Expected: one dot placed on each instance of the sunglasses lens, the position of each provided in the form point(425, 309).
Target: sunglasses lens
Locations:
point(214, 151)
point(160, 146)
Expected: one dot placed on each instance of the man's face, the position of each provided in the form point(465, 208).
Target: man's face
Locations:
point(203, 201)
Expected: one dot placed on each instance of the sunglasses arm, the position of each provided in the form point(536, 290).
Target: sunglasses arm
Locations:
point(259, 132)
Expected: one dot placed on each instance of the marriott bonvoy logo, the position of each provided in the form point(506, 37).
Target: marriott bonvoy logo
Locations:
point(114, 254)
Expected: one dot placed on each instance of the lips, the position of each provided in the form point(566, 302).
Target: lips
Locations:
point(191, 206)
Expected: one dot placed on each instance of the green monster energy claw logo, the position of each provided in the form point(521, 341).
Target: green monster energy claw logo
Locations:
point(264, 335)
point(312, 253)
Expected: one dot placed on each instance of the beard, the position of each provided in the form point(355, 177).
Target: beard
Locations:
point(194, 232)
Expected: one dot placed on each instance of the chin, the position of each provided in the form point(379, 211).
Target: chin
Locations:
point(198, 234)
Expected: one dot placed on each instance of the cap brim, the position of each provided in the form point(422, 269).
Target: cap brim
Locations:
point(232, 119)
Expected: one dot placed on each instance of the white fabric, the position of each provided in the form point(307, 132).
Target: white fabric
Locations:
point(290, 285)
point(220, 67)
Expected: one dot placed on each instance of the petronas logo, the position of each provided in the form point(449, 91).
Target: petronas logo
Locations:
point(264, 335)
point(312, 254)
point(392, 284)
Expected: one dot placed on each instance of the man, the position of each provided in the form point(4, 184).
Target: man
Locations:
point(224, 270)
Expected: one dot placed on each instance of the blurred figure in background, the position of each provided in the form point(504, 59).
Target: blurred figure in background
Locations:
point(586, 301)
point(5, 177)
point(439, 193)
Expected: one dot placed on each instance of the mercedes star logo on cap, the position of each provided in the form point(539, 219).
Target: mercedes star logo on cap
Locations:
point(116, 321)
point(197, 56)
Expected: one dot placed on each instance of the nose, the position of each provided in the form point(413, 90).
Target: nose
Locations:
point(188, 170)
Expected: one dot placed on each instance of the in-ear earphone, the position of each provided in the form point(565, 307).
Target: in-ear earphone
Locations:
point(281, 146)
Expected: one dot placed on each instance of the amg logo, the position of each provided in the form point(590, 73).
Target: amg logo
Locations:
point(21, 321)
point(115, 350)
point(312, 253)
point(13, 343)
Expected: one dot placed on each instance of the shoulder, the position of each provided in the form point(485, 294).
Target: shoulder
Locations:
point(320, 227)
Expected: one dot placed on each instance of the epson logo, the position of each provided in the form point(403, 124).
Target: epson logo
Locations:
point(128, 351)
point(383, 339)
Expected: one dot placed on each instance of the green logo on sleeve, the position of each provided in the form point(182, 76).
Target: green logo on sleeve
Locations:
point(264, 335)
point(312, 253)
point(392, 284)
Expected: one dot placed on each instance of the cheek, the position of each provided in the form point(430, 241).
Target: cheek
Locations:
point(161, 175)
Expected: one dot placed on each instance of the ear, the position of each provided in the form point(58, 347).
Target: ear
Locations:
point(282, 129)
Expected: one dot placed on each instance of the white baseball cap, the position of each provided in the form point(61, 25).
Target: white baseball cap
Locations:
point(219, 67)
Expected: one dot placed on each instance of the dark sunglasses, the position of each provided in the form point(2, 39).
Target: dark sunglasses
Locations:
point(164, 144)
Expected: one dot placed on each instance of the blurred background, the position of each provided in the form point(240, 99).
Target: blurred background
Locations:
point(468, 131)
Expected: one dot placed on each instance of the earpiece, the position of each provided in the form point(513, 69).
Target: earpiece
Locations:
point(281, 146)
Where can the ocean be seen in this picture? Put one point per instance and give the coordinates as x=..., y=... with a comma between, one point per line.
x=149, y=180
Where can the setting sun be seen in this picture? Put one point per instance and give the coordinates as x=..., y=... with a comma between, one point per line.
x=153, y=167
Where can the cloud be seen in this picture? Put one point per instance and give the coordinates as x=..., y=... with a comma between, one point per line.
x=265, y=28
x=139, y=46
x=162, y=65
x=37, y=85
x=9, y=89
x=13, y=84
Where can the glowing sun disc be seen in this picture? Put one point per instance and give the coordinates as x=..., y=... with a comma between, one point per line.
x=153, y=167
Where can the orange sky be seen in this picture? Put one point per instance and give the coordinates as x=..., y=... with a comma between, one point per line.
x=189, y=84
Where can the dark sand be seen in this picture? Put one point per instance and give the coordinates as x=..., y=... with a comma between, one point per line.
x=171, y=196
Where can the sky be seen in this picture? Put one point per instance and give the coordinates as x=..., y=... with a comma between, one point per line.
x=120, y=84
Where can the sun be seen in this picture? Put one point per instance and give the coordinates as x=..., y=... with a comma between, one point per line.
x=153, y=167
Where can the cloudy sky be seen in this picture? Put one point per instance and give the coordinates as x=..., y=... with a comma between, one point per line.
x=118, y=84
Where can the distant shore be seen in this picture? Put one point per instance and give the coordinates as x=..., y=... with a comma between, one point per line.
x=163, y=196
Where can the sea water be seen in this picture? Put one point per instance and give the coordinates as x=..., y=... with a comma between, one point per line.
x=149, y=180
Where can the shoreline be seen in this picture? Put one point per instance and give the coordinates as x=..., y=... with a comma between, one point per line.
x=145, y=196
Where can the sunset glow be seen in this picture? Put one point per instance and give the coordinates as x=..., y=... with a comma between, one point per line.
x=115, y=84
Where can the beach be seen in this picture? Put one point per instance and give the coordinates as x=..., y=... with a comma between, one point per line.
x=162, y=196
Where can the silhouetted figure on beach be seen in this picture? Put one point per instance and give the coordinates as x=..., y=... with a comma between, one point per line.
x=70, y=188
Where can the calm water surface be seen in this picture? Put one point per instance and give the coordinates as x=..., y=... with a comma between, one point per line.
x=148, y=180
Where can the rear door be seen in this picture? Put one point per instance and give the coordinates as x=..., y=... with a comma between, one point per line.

- - - - -

§ Written instruction: Can you retype the whole listing above line for line, without changing a single character?

§ Output for this exercise:
Expected: one dot placed on each instance of the sunglasses lens, the position of each provided in the form point(425, 309).
Target: sunglasses lens
Locations:
point(214, 151)
point(160, 146)
Expected: one dot placed on each instance of the man's face, the position of each provided in the form point(465, 208).
Target: man's face
Locations:
point(203, 201)
Expected: one dot placed on each instance of the sunglasses arm, the position of each provided in the form point(536, 290).
Target: sunglasses arm
Locations:
point(259, 132)
Expected: one dot placed on each instance of the marriott bonvoy logo, the position of each provided in the form point(506, 37).
Target: marriott bonvoy logo
Locations:
point(114, 254)
Expected: one dot placed on each instance of the lips, the position of each provided in the form point(566, 302).
Target: lips
Locations:
point(191, 206)
Expected: one dot placed on each instance of the green monster energy claw logo, the position of each provided in the form point(521, 341).
Target: green monster energy claw logo
Locations:
point(264, 335)
point(312, 253)
Expected: one dot placed on each instance of the beard, the position of each provided in the form point(355, 177).
Target: beard
Locations:
point(194, 232)
Expected: one dot placed on each instance of the chin, the position of each provided in the form point(379, 211).
Target: chin
Locations:
point(198, 234)
Expected: one dot placed on each instance of the cap brim, the position of each provided in the form point(422, 269).
Target: cap brim
Locations:
point(232, 119)
Expected: one dot placed on each instance of the white fabric, the position of each provided in the form point(307, 132).
Target: white fabric
Locations:
point(290, 285)
point(220, 67)
Expected: one dot placed on each instance of the petronas logo, the position of each provided in the form point(449, 91).
Target: petronas logo
Locations:
point(264, 335)
point(312, 254)
point(392, 284)
Expected: one dot placed on each instance of the man, the position of each provided in the form point(4, 184).
Target: man
Locations:
point(224, 270)
Expected: one dot placed on each instance of the blurred figure in background, the position of each provided in the form point(504, 59).
Target: blurred figure in background
Locations:
point(586, 301)
point(5, 177)
point(439, 193)
Expected: one dot placed on each instance of the mercedes star logo on cap, the position of each provided in the form point(539, 219).
Target: mercedes star logo on cap
Locations:
point(116, 321)
point(197, 56)
Expected: one dot placed on each instance of the nose, the position of each provided in the form point(413, 90).
Target: nose
Locations:
point(188, 170)
Expected: one dot placed on each instance of the in-ear earphone, the position of each provided in the form point(565, 307).
Target: in-ear earphone
Locations:
point(281, 146)
Expected: one dot placed on each instance of the amg logo, the position of each provided in the form point(590, 73).
Target: amg logo
Locations:
point(21, 321)
point(115, 350)
point(312, 253)
point(13, 343)
Expected: one dot placed on each instance of the shoulder, the position of each provided in the form point(485, 294).
Target: shoulder
Locations:
point(320, 227)
Expected: one dot placed on each instance of the epson logo, the position of each provided in the form point(403, 124).
Target: epson logo
Locations:
point(128, 351)
point(383, 339)
Expected: one dot placed on each instance of the green logo on sleeve, the position of each provided in the form point(182, 76).
Target: green logo on sleeve
Locations:
point(264, 335)
point(312, 253)
point(392, 284)
Expected: one dot placed on each instance of the cheek, the position of each provided in the form point(430, 241).
Target: cheek
Locations:
point(161, 175)
Expected: one dot placed on each instance of the ear, the position of each provided in the form point(58, 347).
Target: ear
Locations:
point(282, 129)
Expected: one dot placed on each instance of the white baseball cap, the position of each provided in the form point(61, 25).
Target: white baseball cap
Locations:
point(219, 67)
Expected: one dot placed on each instance of the dark sunglasses, the position of each provided in the form point(2, 39).
Target: dark sunglasses
Locations:
point(164, 144)
Expected: one dot placed on each instance of the blurred background, the position of each provided in the form point(240, 99).
Target: blurred background
Locations:
point(468, 131)
Expected: one dot placed on each instance of the earpiece, the position of each provided in the form point(513, 69).
Target: earpiece
Locations:
point(281, 146)
Where can the ocean be seen in this picture? Put one point per instance and give the coordinates as x=..., y=... with a comma between, one point per line.
x=149, y=180
Where can the setting sun be seen in this picture? Put one point per instance and give the coordinates as x=..., y=... with a comma between, one point per line.
x=153, y=167
Where can the cloud be seen in this picture? Put one point per instance and give the coordinates as x=..., y=... with a comma between, one point per line.
x=265, y=28
x=139, y=46
x=162, y=65
x=37, y=85
x=9, y=89
x=13, y=84
Where can the glowing sun disc be seen in this picture? Put one point per instance and give the coordinates as x=..., y=... with a comma between, one point per line.
x=153, y=167
Where can the orange sky be seen in this picture? Put one point per instance and give the coordinates as x=..., y=... with a comma between, one point per line.
x=189, y=84
Where can the dark sand be seen in this picture? Put one point per instance and give the coordinates as x=..., y=... with a comma between, one point per line.
x=171, y=196
Where can the sky be seen in this picture? Put one point per instance and give the coordinates as x=..., y=... with a comma between, one point per line.
x=120, y=84
Where can the sun be seen in this picture? Put one point per instance and give the coordinates as x=..., y=... with a comma between, one point per line.
x=153, y=167
Where can the cloudy sky be seen in this picture? Put one point per instance and give the coordinates as x=..., y=... with a comma between, one point per line.
x=118, y=84
Where can the distant shore be seen in this picture? Put one point per instance and give the coordinates as x=..., y=... with a comma between, one point per line.
x=163, y=196
Where can the sea water be seen in this picture? Put one point per instance and give the coordinates as x=..., y=... with a comma between, one point per line.
x=149, y=180
Where can the shoreline be seen in this picture? Put one point per instance and give the coordinates as x=..., y=... with a comma between, one point per line.
x=145, y=196
Where can the sunset glow be seen in this picture? Put one point per instance and give the coordinates as x=..., y=... with a comma between, one point per line.
x=115, y=84
Where can the beach be seen in this picture? Put one point per instance and give the coordinates as x=..., y=... with a comma between, one point per line.
x=162, y=196
Where can the silhouetted figure on beach be seen in this picture? Put one point per instance and give the coordinates as x=..., y=... with a comma between, one point per line.
x=70, y=188
Where can the calm water surface be seen in this picture? Put one point per instance and give the coordinates as x=..., y=... with a comma between, one point per line.
x=148, y=180
Where can the rear door be seen in this picture? Put one point per instance and give the coordinates as x=..., y=... with a comma between, one point per line.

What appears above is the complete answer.